• Materials provided:
[Start]

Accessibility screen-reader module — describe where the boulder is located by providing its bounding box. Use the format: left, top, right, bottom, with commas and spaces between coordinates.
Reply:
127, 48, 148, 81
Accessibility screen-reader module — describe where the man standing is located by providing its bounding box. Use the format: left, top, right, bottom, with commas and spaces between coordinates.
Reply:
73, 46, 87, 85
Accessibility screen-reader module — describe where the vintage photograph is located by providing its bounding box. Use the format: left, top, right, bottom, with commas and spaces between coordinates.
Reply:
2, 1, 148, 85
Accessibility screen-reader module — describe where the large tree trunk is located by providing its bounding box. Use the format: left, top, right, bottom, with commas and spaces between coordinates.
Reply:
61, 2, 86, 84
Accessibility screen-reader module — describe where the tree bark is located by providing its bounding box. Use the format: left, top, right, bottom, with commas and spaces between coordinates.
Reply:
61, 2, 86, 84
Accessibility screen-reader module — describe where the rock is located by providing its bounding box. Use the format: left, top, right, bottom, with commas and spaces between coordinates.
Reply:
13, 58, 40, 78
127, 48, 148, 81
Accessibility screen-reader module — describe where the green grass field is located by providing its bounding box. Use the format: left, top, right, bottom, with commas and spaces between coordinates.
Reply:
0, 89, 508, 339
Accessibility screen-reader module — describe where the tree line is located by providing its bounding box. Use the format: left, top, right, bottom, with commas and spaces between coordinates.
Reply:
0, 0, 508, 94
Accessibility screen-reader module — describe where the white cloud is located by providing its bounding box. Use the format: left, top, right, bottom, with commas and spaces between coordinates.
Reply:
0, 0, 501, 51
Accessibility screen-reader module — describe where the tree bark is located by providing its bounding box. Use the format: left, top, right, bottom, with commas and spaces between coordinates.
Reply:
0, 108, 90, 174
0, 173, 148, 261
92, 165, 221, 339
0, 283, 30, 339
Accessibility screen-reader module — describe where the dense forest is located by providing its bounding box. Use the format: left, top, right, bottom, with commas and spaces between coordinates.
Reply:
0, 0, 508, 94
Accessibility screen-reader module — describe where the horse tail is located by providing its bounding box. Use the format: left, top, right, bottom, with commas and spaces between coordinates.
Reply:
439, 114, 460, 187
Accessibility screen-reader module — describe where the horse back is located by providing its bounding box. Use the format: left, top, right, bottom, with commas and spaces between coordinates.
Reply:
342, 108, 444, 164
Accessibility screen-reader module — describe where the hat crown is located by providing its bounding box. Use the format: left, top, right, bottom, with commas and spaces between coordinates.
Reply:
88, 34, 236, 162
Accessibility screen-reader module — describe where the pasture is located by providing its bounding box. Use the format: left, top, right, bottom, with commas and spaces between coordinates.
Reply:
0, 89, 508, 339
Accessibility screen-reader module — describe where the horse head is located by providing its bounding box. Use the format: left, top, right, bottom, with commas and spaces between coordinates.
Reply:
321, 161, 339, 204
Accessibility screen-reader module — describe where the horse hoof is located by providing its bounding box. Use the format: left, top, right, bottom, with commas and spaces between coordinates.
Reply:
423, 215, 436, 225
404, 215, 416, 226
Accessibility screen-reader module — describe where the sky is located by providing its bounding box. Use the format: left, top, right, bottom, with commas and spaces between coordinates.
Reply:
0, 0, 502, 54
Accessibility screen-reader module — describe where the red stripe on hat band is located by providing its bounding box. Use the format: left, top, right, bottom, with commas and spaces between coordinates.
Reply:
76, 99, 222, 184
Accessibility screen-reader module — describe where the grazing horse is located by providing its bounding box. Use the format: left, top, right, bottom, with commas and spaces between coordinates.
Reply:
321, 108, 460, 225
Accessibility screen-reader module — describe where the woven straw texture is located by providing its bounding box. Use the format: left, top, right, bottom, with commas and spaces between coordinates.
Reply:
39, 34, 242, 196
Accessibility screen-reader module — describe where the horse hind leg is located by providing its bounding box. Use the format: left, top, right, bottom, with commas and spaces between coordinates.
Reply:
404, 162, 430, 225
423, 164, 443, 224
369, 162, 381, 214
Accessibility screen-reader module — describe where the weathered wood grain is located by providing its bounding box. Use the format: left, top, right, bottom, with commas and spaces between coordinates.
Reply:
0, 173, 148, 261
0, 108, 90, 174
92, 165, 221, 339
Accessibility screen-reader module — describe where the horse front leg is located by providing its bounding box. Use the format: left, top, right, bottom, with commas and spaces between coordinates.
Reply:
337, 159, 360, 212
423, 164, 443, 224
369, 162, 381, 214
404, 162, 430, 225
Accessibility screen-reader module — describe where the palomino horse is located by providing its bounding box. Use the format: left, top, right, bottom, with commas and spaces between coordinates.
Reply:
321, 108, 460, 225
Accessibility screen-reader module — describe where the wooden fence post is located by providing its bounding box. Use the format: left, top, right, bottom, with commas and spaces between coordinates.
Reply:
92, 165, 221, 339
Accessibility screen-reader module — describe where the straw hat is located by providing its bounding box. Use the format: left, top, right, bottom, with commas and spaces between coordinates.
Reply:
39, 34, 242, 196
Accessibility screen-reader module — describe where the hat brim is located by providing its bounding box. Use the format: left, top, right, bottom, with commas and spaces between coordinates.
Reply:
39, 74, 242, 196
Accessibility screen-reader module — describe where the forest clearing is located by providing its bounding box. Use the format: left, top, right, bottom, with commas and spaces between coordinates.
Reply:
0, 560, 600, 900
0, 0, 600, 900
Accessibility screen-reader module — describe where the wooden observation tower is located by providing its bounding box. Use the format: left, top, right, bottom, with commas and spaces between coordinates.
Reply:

[End]

• What to do: Copy the entire listing above word for word, from the first line to the last.

• The answer:
Accessibility screen-reader module — describe where the boulder is located by providing its bounding box. Use the format: left, top, right, bottom, with commas and spaces between coordinates.
Reply:
127, 48, 148, 81
Accessibility screen-reader module — describe where the man standing is located by providing its bounding box. Use the format: left, top, right, bottom, with commas and spaces between coordinates.
Reply:
73, 46, 87, 85
Accessibility screen-reader module — describe where the vintage photograph is located by providing its bounding box. Use the format: left, top, right, bottom, with commas and spaces between coordinates.
Reply:
2, 1, 148, 85
Accessibility screen-reader module — describe where the large tree trunk is located by providing its bounding box. Use the format: left, top, right, bottom, with commas and spaces between coordinates.
Reply:
61, 2, 86, 84
Accessibility screen-reader module — describe where the tree bark is located by providing its bounding box. Use the format: left, top, right, bottom, with commas and spaces between coordinates.
Reply:
61, 2, 86, 84
Accessibility screen-reader module — describe where the rock is located by providing its bounding box. Use the format: left, top, right, bottom, with commas and spaces between coordinates.
Reply:
13, 58, 40, 78
127, 48, 148, 81
Accessibility screen-reader module — describe where the green grass field is located by providing its bounding box. Use the format: left, top, right, bottom, with commas and spaces between coordinates.
Reply:
0, 89, 508, 339
Accessibility screen-reader module — describe where the tree line is located by providing its bounding box. Use the format: left, top, right, bottom, with commas and spaces between coordinates.
Reply:
0, 0, 508, 94
Accessibility screen-reader module — describe where the white cloud is located by providing its bounding box. Use the format: left, top, right, bottom, with commas and spaces between coordinates.
Reply:
0, 0, 501, 51
Accessibility screen-reader module — describe where the tree bark is located by providing its bounding box. Use the format: left, top, right, bottom, with commas and spaces between coordinates.
Reply:
0, 108, 90, 174
0, 173, 148, 261
92, 165, 221, 339
0, 283, 30, 339
Accessibility screen-reader module — describe where the dense forest is located by providing its bounding box. Use the format: left, top, right, bottom, with commas and spaces between coordinates.
Reply:
0, 0, 508, 94
Accessibility screen-reader module — describe where the horse tail is located by providing its bounding box. Use the format: left, top, right, bottom, with commas and spaces between coordinates.
Reply:
439, 114, 460, 187
Accessibility screen-reader module — describe where the horse back is located by providing its bounding box. Use the format: left, top, right, bottom, with commas and spaces between coordinates.
Reply:
342, 108, 444, 164
Accessibility screen-reader module — describe where the hat crown is located by providing its bounding box. Use the format: left, top, right, bottom, with commas and spaces between coordinates.
Reply:
88, 34, 236, 162
Accessibility screen-reader module — describe where the pasture is located by providing its bounding box. Use the format: left, top, right, bottom, with commas and spaces between coordinates.
Reply:
0, 89, 508, 339
Accessibility screen-reader module — describe where the horse head is located by providing its bounding box. Use the format: left, top, right, bottom, with commas and spaces between coordinates.
Reply:
321, 161, 339, 204
Accessibility screen-reader module — describe where the horse hoof is located by providing its bounding box. Use the format: left, top, right, bottom, with commas and spaces between coordinates.
Reply:
423, 215, 436, 225
404, 215, 416, 226
Accessibility screen-reader module — describe where the sky is located by providing its bounding box. Use the format: left, top, right, bottom, with commas and spaces between coordinates.
Reply:
0, 0, 502, 54
Accessibility screen-reader module — describe where the red stripe on hat band is located by providing its bounding box. Use the format: left, top, right, bottom, with commas and spaces between coordinates.
Reply:
76, 99, 222, 184
Accessibility screen-reader module — describe where the grazing horse is located by providing its bounding box. Use the format: left, top, right, bottom, with commas and spaces between coordinates.
Reply:
321, 108, 460, 225
Accessibility screen-reader module — describe where the woven straw texture is located by providing its bounding box. Use the format: left, top, right, bottom, with commas and spaces between coordinates.
Reply:
39, 34, 242, 196
Accessibility screen-reader module — describe where the horse hind leg is located by providing its bounding box. Use the format: left, top, right, bottom, with commas and spaces between coordinates.
Reply:
404, 162, 430, 225
423, 164, 443, 224
369, 162, 381, 214
Accessibility screen-reader module — describe where the weathered wood grain is located by providing its bounding box. Use the format: left, top, right, bottom, with commas and spaces between coordinates.
Reply:
0, 173, 148, 261
0, 108, 90, 174
92, 165, 221, 339
Accessibility screen-reader module — describe where the horse front leg is located by providing its bounding box. Use the format: left, top, right, bottom, with commas and spaces between coordinates.
Reply:
337, 159, 360, 212
423, 164, 443, 224
369, 162, 381, 214
404, 162, 430, 225
Accessibility screen-reader module — describe where the palomino horse is located by providing its bounding box. Use the format: left, top, right, bottom, with commas and spaces between coordinates.
Reply:
321, 108, 460, 225
Accessibility screen-reader module — describe where the wooden fence post is located by providing its bounding box. Use the format: left, top, right, bottom, with commas and spaces between coordinates.
Reply:
92, 165, 221, 339
Accessibility screen-reader module — describe where the straw hat is located by providing its bounding box. Use the format: left, top, right, bottom, with commas and spaces between coordinates.
Reply:
39, 34, 242, 196
Accessibility screen-reader module — describe where the hat brim is located by providing its bounding box. Use the format: left, top, right, bottom, with commas and spaces between coordinates.
Reply:
39, 74, 242, 196
Accessibility screen-reader module — describe where the forest clearing is located by providing its bounding box. Use the format: left, top, right, bottom, with commas and spaces between coordinates.
Reply:
0, 560, 600, 900
0, 0, 600, 900
Accessibility screen-reader module — describe where the wooden observation tower is located by providing its bounding box. Use the format: left, top, right, bottom, with commas and spaces between coordinates.
Reply:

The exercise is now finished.